### Texte fourni
==================================================
Boogie Town Festival

Jean-Philippe Lejeune

Entre 1994 et 2003, Louvain-la-Neuve, puis Court-Saint-Étienne, ont été les lieux de rendez-vous d’un festival hors normes : le Boogie Town. De Canned Heat à John Mayall en passant par Golden Earring, nombre de références musicales s’y sont arrêtées. Retour sur un festival mythique avec 3 témoins qui ont participé à sa renommée.

Tant pis pour les puristes

Derrière ce festival créé en 1994, il y a Fred Maréchal et l’asbl Phylorock, référence aux premiers concerts qu’il a organisés avec le cercle de philo quand il était étudiant à Louvain-la-Neuve. À ses côtés, sa femme Myriam Boone, ainsi que Pierre Vreven (actif dans la MJ de LLN puis plus tard programmateur aux Halles de Schaerbeek et coordinateur chez Court-Circuit) et Philippe Magos (le patron de Caroline Music – LLN). « Les 3 premières éditions ont été menées en collaboration avec Peter Verstraelen (agent de Triggerfinger, Arid, Steven de Bruyn, BRNS… – ndlr). S’il n’y avait pas eu Peter, il n’y aurait pas eu pas de festival… », précise Fred.
 

Fred Maréchal
Pour le public strictement blues, on était une hérésie.


Le nom Boogie Town s’inspire d’un titre des Stray Cats, Rock This Town. La première édition donne le ton : Canned Heat, Alvin Lee Band et Paladins. L’année suivante, John Mayall and the Bluesbreakers étaient en tête d’affiche devant un public à 60% néerlandophone : « Le public “blues” est très mobile, nous n’étions pas très loin de la frontière linguistique, explique Fred. Et puis, il y a une tradition plus marquée pour le blues en Flandre, notamment avec Peer, considéré comme le plus gros festival de blues au monde. » Mais l’approche est différente des autres festivals traditionnels comme celui de Tamines ou d’Écaussinnes… En effet, le Boogie Town propose une programmation plus rock and roll avec des groupes comme Steppenwolf, Ten Years After, Jason and the Scorchers, qui illustrent la fusion du blues avec d’autres genres. Le festival a été le premier à faire jouer Big Sugar, un groupe canadien qui a été une grosse influence pour Triggerfinger également programmé pour la première fois en Wallonie. Ajoutons aussi la première apparition en Belgique du guitariste américain Popa Chubby. « Pour le public strictement blues, on était une hérésie. On a fait Calvin Russel, Willy DeVille… Bref toutes les musiques qui entretiennent une parenté avec le blues. On a aussi reçu André Williams, une légende du rythm and blues, qui a collaboré avec Marvin Gaye, Stevie Wonder et Ike Turner. »
==================================================
### Consignes
1) Indiquez si chacune des affirmations (a), (b) et (c) concorde avec le texte sur le Boogie Town, en répondant oui ou non et en citant les mots décisifs du texte. (a) Le festival s'est d'abord tenu à Court-Saint-Étienne, puis à Louvain-la-Neuve. (b) Le nom du festival vient d'un titre des Stray Cats. (c) Lors de la deuxième édition, le public était surtout francophone.
2) Poursuivez le texte sur le Boogie Town à partir de sa dernière phrase.
Les enregistrements viennent d'une autre source que le texte.

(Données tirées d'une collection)
==================================================
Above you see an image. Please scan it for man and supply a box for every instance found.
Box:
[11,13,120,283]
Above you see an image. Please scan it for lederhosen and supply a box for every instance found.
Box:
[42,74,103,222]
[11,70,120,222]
==================================================
### Réponses
1)
(a) Non : « Louvain-la-Neuve, puis Court-Saint-Étienne, ont été les lieux de rendez-vous d’un festival hors normes »
(b) Oui : « Le nom Boogie Town s’inspire d’un titre des Stray Cats, Rock This Town. »
(c) Non : « devant un public à 60% néerlandophone »

2)
Jean-Paul Smismans, interviewer et animateur sur Classic 21, est un habitué du Boogie Town qu’il a maintes fois présenté sur scène. Pour lui, la force de ce festival était d’avoir une programmation unique avec un mélange de boogie, de blues, de rock and roll, de jazz, de funk… « La particularité du festival, c’était aussi d’organiser des “one-shots”. Bai Kamara Jr., par exemple, artiste soul afro jazz teinté de blues a repris Sex Machine à Court-Saint-Étienne avec Steven De Bruyn (harmoniciste de El Fish, – ndlr). » Notons aussi en 2000, le concert de The Amazing Atomic All Stars Boogie Band avec Willy Maes, René Stock, Fred Lani, Philippe Casteels et Roland Van Campenhout.

Bref, une mise en valeur des talents locaux, même si à l’époque il y avait plus de groupes en Flandre qu’en Wallonie. Fred Maréchal s’en souvient : « Quand Fred Lani est arrivé il n’y avait rien. Ce festival et le Roots encore aujourd’hui ont fait émerger une scène dans ce créneau-là. Aujourd’hui, des talents il y a en plein : Power Shake, Boogie Beasts, The Experimental Tropic Blues Band, Little X Monkeys… »

D’ailleurs la rencontre entre les deux Fred, Lani et Maréchal, s’est déroulée à Louvain-la-Neuve lors de la Nuit du Rock en 1996. Fred and the Healers étaient sur scène et Fred Maréchal distribuait des tracts pour son festival dans le public. Cela a été le début d’une longue collaboration musicale et amicale. Fred Lani fréquentait le Boogie Town bien avant la création de son groupe : « Nous y avons joué pour la première fois en 1997 mais j’avais participé aux éditions précédentes en simple spectateur, j’étais ado et je balbutiais encore à la guitare. Je n’aurais jamais pensé jouer dans ce festival. J’ai adoré les Paladins, c’était une fameuse claque. » Le guitariste se produira 4 fois au Boogie Town avec son band ou en solo. Il est vite devenu conseiller à la programmation comme le chanteur du groupe de rock Romano Nervoso, Giacomo Panarisi.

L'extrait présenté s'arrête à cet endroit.